═══ EXTRAIT DU TEXTE

Actualités 27 février 2023

La sylviculture pour adapter les forêts aux changements globaux

Les écosystèmes de la planète sont soumis à un rythme de changements qu’ils n’ont jamais connu auparavant. L’augmentation rapide des températures moyennes causée par l’utilisation de combustibles fossiles qui relâchent des gaz à effet de serre dans l’atmosphère, ou la prolifération de plantes ou d’insectes exotiques envahissants qui résulte de l’augmentation des échanges commerciaux, sont quelques-unes des modifications caractéristiques des changements globaux auxquels la planète est soumise.

Les changements globaux exerceront d’énormes pressions sur les forêts du monde. Nous pouvons déjà observer certains de leurs effets chez nous, comme le dépérissement de forêts causé par la sécheresse ou par des épidémies d’insectes qui étaient jusqu’à tout récemment absents du continent. D’autres effets sont à prévoir, mais plusieurs d’entre eux demeurent incertains. La fréquence de tels événements devrait augmenter dans les décennies à venir, ce qui aura des impacts concrets sur la capacité des forêts à générer les biens et services qui en sont attendus et auxquels la société est attachée. Les changements globaux risquent d’influencer par exemple la production de bois d’essences de haute valeur économique, la présence d’habitats adéquats pour maintenir la diversité animale ou végétale, ou la production de produits forestiers non ligneux comme le sirop d’érable ou les champignons.

La sylviculture d’adaptation

Quelles options s’offrent aux propriétaires de boisés face à ces phénomènes globaux? L’une des réponses se trouve dans la sylviculture d’adaptation. La sylviculture est une discipline de la foresterie qui concerne l’établissement, la composition, la croissance, l’état de santé et la qualité des peuplements forestiers. Elle consiste à observer l’état des forêts et à anticiper leur évolution pour appliquer des traitements de régénération, d’entretien ou de récolte appropriés afin de produire les services attendus. Alors que les principes de la sylviculture ont été développés sur la base des expériences du passé, elle doit maintenant – et plus que jamais – être adaptée à un monde en changement et incertain.

De nombreuses équipes de recherche au Canada et ailleurs étudient et testent des approches de sylviculture d’adaptation aux changements climatiques et globaux. L’une d’elles consiste à augmenter la résistance ou la résilience des peuplements forestiers au climat futur, ou encore à favoriser leur transition vers des états qui seront mieux adaptés à ces conditions.

Les stratégies de résistance font appel à des traitements sylvicoles qui améliorent les défenses de la forêt contre les changements ou qui défendent directement la forêt contre les perturbations afin de maintenir des conditions relativement inchangées. Les stratégies de résilience impliquent, quant à elles, l’utilisation de traitements sylvicoles qui permettent un certain degré de changement dans les peuplements, mais qui encouragent le retour à un état antérieur ou à des conditions de référence souhaitées après une perturbation. Pour leur part, les stratégies de transition s’appuient sur des actions qui adaptent intentionnellement les peuplements forestiers aux changements et permettent aux écosystèmes de répondre de façon adaptative aux conditions nouvelles et changeantes.

══════
═══ LISTE DES ITEMS

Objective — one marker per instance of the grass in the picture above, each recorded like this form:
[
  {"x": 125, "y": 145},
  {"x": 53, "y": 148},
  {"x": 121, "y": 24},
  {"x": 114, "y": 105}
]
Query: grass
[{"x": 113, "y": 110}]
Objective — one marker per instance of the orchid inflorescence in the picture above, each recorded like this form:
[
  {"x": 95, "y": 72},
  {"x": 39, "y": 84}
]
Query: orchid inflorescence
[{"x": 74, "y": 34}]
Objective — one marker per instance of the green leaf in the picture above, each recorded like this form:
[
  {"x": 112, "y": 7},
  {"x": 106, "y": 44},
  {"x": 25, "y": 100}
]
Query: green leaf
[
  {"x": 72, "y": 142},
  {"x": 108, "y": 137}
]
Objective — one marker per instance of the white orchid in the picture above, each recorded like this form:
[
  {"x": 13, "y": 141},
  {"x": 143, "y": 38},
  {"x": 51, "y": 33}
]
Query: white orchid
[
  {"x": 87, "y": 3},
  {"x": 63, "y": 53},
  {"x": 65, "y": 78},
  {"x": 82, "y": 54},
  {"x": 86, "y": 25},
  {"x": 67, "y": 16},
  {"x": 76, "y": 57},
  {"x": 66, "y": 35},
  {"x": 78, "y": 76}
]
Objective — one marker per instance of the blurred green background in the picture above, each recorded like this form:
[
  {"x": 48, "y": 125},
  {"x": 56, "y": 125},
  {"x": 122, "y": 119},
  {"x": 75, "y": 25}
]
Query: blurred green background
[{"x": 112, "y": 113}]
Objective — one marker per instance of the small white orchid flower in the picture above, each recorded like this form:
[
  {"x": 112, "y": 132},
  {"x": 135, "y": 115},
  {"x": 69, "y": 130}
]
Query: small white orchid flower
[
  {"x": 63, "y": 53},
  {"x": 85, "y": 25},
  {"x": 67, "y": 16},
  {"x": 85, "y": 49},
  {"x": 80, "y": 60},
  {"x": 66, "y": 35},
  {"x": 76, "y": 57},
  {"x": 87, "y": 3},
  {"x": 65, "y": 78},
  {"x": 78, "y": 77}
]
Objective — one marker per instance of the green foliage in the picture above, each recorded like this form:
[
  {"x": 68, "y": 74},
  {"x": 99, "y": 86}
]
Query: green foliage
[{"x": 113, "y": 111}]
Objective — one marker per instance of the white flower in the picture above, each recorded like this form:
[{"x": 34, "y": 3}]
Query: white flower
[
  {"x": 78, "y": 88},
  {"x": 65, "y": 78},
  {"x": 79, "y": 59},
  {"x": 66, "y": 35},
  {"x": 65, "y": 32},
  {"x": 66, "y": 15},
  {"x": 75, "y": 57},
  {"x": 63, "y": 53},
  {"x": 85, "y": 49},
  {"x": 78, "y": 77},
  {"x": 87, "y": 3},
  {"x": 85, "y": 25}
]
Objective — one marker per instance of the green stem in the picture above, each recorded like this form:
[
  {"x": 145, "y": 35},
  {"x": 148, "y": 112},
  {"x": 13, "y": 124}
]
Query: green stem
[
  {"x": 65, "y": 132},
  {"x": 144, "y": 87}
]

══════

■ À FAIRE ■
1. D'après l'article sur la sylviculture, quels produits forestiers non ligneux sont donnés en exemple ?
2. Recopiez le passage de l'article sur la sylviculture allant de « Actualités 27 février » jusqu'à « planète est soumise. ».
3. Selon la définition qu'en donne l'article sur la sylviculture, de quels aspects des peuplements forestiers cette discipline s'occupe-t-elle ? Donnez-les tous.

■ RÉSULTATS DE L'EXERCICE ■
1. Le sirop d'érable et les champignons.

2.
Actualités 27 février 2023

La sylviculture pour adapter les forêts aux changements globaux

Les écosystèmes de la planète sont soumis à un rythme de changements qu’ils n’ont jamais connu auparavant. L’augmentation rapide des températures moyennes causée par l’utilisation de combustibles fossiles qui relâchent des gaz à effet de serre dans l’atmosphère, ou la prolifération de plantes ou d’insectes exotiques envahissants qui résulte de l’augmentation des échanges commerciaux, sont quelques-unes des modifications caractéristiques des changements globaux auxquels la planète est soumise.

3.
- l'établissement
- la composition
- la croissance
- l'état de santé
- la qualité